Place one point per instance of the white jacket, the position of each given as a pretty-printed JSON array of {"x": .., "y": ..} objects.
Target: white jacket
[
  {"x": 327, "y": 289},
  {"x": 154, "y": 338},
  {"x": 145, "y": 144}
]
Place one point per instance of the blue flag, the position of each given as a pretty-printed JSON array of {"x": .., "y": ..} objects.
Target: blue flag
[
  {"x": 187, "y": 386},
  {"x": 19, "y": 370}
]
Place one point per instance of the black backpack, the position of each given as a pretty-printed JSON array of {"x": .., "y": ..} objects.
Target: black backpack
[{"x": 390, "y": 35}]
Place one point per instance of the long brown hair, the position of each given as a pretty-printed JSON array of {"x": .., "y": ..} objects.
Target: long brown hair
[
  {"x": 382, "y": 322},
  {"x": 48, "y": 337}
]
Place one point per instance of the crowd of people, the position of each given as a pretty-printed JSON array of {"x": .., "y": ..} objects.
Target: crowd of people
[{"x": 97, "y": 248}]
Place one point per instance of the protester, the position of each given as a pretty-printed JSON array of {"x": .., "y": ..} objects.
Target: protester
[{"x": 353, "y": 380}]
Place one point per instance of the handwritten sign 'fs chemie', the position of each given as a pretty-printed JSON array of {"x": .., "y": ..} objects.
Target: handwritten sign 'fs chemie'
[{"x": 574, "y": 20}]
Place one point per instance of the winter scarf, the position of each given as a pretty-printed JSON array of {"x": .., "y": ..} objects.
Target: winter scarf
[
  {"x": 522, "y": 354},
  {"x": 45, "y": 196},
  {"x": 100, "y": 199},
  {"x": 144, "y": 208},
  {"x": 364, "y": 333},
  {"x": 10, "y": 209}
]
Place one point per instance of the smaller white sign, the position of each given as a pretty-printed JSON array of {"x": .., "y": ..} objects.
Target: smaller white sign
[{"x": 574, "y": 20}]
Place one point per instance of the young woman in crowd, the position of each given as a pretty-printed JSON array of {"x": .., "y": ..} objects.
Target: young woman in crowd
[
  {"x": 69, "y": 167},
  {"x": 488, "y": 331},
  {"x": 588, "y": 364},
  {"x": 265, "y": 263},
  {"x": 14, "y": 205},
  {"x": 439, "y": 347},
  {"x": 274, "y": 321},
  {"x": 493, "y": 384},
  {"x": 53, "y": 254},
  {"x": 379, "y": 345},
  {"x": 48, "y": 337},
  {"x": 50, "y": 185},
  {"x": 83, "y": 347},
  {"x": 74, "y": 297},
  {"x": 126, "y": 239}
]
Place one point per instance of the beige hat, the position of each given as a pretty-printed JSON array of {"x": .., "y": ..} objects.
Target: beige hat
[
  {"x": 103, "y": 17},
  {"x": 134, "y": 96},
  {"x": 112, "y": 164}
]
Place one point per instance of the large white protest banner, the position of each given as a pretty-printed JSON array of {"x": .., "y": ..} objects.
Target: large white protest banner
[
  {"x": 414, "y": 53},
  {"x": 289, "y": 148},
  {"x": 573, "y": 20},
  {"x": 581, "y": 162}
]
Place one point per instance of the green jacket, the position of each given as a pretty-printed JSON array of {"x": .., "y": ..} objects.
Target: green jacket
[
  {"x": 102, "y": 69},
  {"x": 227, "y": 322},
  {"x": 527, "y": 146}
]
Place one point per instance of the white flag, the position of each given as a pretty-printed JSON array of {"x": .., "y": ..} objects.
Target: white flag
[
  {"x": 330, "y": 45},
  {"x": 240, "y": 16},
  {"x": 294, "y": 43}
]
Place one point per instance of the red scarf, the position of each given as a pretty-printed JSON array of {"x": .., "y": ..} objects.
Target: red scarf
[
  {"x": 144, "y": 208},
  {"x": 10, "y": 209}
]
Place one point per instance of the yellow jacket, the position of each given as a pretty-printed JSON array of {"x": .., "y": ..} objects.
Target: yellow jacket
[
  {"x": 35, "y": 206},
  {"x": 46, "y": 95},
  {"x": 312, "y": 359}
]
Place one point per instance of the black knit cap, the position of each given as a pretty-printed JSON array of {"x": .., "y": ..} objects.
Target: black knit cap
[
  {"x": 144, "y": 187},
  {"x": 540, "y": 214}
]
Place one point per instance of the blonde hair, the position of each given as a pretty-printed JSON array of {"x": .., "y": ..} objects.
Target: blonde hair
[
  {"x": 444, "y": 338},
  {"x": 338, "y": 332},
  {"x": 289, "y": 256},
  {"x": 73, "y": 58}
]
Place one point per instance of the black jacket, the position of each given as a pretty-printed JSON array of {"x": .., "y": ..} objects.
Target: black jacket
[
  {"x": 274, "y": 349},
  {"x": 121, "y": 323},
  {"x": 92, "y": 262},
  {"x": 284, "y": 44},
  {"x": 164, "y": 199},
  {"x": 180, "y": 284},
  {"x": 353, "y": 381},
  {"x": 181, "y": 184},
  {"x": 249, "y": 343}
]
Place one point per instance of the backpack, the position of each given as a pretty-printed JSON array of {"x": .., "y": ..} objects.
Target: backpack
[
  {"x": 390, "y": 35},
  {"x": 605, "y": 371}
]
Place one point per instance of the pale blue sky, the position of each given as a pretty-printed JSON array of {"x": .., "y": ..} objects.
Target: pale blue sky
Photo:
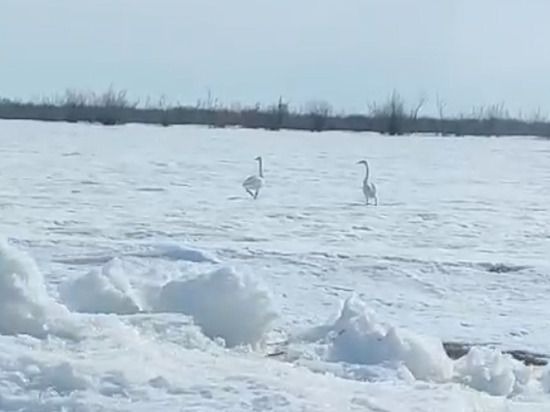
[{"x": 350, "y": 52}]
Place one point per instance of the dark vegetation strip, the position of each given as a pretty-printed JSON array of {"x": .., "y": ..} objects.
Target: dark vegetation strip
[
  {"x": 392, "y": 117},
  {"x": 456, "y": 350}
]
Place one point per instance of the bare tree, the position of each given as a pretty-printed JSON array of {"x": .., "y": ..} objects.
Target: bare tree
[{"x": 319, "y": 111}]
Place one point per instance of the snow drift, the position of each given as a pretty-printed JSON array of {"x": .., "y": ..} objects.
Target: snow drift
[
  {"x": 25, "y": 306},
  {"x": 224, "y": 303},
  {"x": 102, "y": 290},
  {"x": 357, "y": 337},
  {"x": 175, "y": 252}
]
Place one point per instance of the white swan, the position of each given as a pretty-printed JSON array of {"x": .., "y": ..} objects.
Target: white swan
[
  {"x": 369, "y": 189},
  {"x": 254, "y": 183}
]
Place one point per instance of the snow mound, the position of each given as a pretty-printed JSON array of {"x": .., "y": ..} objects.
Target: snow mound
[
  {"x": 491, "y": 371},
  {"x": 176, "y": 252},
  {"x": 102, "y": 290},
  {"x": 224, "y": 304},
  {"x": 357, "y": 337},
  {"x": 25, "y": 306}
]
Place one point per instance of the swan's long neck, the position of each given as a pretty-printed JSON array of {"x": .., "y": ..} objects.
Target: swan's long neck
[
  {"x": 366, "y": 171},
  {"x": 260, "y": 167}
]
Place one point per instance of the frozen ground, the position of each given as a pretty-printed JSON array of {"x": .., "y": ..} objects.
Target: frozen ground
[{"x": 136, "y": 270}]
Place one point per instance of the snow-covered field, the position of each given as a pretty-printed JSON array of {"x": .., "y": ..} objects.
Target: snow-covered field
[{"x": 136, "y": 274}]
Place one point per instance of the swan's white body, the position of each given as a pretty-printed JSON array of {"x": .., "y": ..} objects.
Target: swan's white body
[
  {"x": 369, "y": 189},
  {"x": 253, "y": 184}
]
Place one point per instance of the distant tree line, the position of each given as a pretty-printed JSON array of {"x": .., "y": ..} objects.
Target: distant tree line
[{"x": 392, "y": 117}]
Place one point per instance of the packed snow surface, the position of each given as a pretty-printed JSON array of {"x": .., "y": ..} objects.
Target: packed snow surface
[{"x": 136, "y": 274}]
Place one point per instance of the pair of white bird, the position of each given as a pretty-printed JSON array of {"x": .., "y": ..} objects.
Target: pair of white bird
[{"x": 254, "y": 184}]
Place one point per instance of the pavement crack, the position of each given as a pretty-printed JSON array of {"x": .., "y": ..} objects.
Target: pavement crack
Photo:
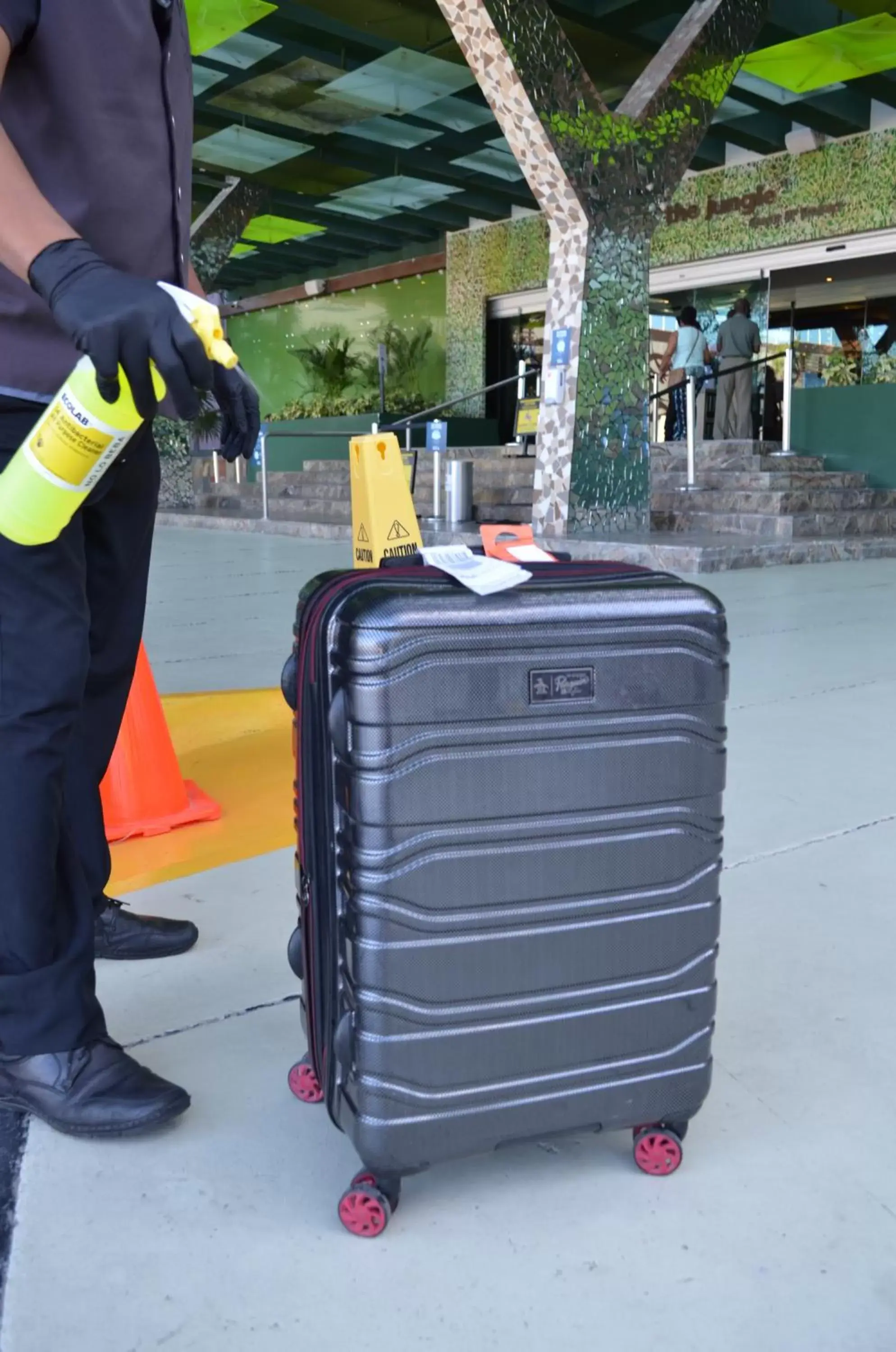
[
  {"x": 209, "y": 1023},
  {"x": 814, "y": 840}
]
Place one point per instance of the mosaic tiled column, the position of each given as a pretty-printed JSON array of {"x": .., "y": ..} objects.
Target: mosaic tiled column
[{"x": 602, "y": 179}]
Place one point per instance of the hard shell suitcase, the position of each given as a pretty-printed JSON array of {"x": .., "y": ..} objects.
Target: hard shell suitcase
[{"x": 510, "y": 848}]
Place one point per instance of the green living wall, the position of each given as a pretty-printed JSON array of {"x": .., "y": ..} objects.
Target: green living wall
[
  {"x": 265, "y": 338},
  {"x": 841, "y": 190}
]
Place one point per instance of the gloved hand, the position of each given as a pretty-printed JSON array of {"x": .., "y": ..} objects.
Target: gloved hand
[
  {"x": 118, "y": 320},
  {"x": 240, "y": 411}
]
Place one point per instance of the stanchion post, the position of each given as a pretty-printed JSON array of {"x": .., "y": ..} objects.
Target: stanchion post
[
  {"x": 437, "y": 484},
  {"x": 692, "y": 432},
  {"x": 787, "y": 410}
]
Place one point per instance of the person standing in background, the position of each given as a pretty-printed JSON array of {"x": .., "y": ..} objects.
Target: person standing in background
[
  {"x": 740, "y": 343},
  {"x": 686, "y": 356},
  {"x": 95, "y": 210}
]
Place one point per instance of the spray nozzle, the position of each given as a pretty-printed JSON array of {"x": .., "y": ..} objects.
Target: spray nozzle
[{"x": 205, "y": 321}]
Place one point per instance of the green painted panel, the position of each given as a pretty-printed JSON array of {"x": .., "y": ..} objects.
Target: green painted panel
[
  {"x": 818, "y": 60},
  {"x": 265, "y": 340},
  {"x": 852, "y": 428},
  {"x": 213, "y": 22}
]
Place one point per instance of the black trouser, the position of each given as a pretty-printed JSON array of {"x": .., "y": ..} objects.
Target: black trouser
[{"x": 71, "y": 624}]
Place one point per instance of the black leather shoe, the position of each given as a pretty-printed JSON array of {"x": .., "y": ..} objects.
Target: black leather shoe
[
  {"x": 121, "y": 935},
  {"x": 95, "y": 1090}
]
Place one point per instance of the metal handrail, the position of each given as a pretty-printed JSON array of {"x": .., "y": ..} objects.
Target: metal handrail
[
  {"x": 731, "y": 371},
  {"x": 452, "y": 403}
]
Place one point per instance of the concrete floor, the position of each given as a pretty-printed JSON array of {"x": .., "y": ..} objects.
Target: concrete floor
[{"x": 777, "y": 1233}]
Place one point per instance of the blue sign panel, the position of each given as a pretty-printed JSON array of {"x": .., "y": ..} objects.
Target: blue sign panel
[
  {"x": 437, "y": 436},
  {"x": 560, "y": 345}
]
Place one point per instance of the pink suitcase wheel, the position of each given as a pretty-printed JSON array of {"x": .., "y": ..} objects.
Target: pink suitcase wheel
[
  {"x": 366, "y": 1212},
  {"x": 658, "y": 1151},
  {"x": 305, "y": 1083},
  {"x": 391, "y": 1189}
]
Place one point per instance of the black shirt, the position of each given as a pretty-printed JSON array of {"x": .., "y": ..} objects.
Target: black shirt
[
  {"x": 19, "y": 19},
  {"x": 102, "y": 113}
]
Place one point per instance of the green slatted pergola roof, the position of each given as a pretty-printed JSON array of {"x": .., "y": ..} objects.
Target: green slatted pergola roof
[{"x": 366, "y": 126}]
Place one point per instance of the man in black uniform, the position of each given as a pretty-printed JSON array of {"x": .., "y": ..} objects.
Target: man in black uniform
[{"x": 95, "y": 209}]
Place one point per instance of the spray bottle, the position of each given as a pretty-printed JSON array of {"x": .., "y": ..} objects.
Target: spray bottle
[{"x": 80, "y": 436}]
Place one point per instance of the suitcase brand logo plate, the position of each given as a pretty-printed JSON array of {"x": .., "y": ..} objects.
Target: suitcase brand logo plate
[{"x": 549, "y": 687}]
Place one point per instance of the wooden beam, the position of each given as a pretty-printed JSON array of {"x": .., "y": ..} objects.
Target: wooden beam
[{"x": 367, "y": 278}]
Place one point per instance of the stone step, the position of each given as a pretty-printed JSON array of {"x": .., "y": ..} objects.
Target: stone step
[
  {"x": 811, "y": 525},
  {"x": 310, "y": 509},
  {"x": 675, "y": 457},
  {"x": 317, "y": 490},
  {"x": 521, "y": 516},
  {"x": 759, "y": 526},
  {"x": 773, "y": 503}
]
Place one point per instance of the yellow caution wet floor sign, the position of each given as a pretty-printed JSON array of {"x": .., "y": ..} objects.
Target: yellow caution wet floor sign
[{"x": 384, "y": 524}]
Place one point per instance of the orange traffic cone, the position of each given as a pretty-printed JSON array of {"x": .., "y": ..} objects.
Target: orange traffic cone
[{"x": 144, "y": 793}]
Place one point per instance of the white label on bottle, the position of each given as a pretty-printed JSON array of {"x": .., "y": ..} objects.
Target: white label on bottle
[{"x": 71, "y": 447}]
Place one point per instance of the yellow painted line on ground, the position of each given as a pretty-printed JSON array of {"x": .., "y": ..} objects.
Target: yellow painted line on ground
[{"x": 238, "y": 748}]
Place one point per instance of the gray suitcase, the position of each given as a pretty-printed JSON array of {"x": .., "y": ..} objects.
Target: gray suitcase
[{"x": 510, "y": 848}]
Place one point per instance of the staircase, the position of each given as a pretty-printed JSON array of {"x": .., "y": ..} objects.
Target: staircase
[
  {"x": 752, "y": 507},
  {"x": 320, "y": 497}
]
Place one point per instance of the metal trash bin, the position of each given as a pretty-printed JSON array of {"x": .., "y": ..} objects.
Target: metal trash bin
[{"x": 458, "y": 491}]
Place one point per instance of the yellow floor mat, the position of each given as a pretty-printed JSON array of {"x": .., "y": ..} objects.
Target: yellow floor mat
[{"x": 238, "y": 748}]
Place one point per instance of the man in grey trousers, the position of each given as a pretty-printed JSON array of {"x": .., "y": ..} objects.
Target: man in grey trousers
[{"x": 738, "y": 343}]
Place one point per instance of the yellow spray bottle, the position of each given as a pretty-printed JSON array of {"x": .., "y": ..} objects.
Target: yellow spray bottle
[{"x": 80, "y": 436}]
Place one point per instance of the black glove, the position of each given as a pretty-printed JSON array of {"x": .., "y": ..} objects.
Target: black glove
[
  {"x": 118, "y": 320},
  {"x": 240, "y": 411}
]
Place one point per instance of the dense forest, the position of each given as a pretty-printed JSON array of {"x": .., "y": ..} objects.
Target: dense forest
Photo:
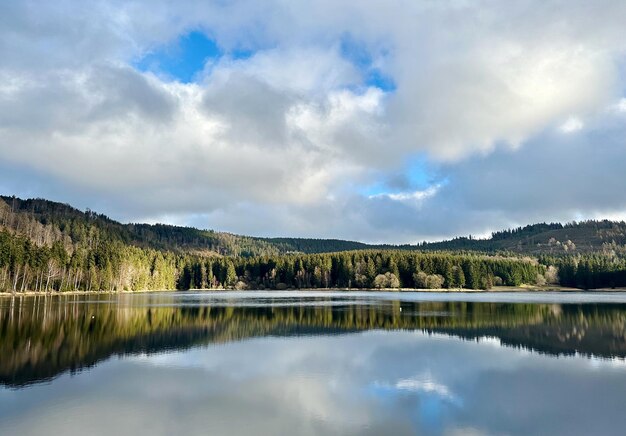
[{"x": 47, "y": 246}]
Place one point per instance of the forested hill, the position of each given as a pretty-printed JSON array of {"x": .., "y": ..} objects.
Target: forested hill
[
  {"x": 607, "y": 237},
  {"x": 48, "y": 246},
  {"x": 46, "y": 221}
]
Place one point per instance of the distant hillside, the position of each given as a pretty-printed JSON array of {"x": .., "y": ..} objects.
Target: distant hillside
[
  {"x": 47, "y": 246},
  {"x": 547, "y": 239},
  {"x": 48, "y": 221}
]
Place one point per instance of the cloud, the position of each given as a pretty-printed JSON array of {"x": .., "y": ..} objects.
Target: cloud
[{"x": 292, "y": 132}]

--------

**DIRECTION:** Take the line with "Place one point per instance of the yellow spray" as the first line and the last line of the records above as the final one; reproduce exactly the lines between them, both included, without pictures.

**RESULT FOR THIS EXERCISE:**
Place one point per instance of the yellow spray bottle, the position of each given as a pretty-printed JSON array of {"x": .., "y": ..} objects.
Target: yellow spray bottle
[{"x": 80, "y": 436}]
Place one point per instance of the black glove, the position of each given as a pretty-printed JSON array of {"x": .., "y": ..} objects.
Target: black glove
[
  {"x": 118, "y": 320},
  {"x": 240, "y": 411}
]
Place one point per instance of the dense forest, the position of each given as a pretty-printed JSON array of {"x": .., "y": ..} objects.
Target: dense forest
Photo:
[{"x": 47, "y": 246}]
Place one point per instance of the forested hill, the position of each given as a pretty-printed JSON array of {"x": .., "y": ..} objects.
Target: forested hill
[
  {"x": 607, "y": 237},
  {"x": 48, "y": 246},
  {"x": 46, "y": 221}
]
Place one point per instance of the distant hillside, the position of each given as a pretty-printed JSON array of {"x": .., "y": ..} objects.
Target: distant hillside
[
  {"x": 47, "y": 246},
  {"x": 547, "y": 239},
  {"x": 48, "y": 221}
]
Place one point per instance of the cloud, the position of each given as a pretty-printed JSON array of {"x": .., "y": ..} objects.
Target: cloud
[{"x": 292, "y": 132}]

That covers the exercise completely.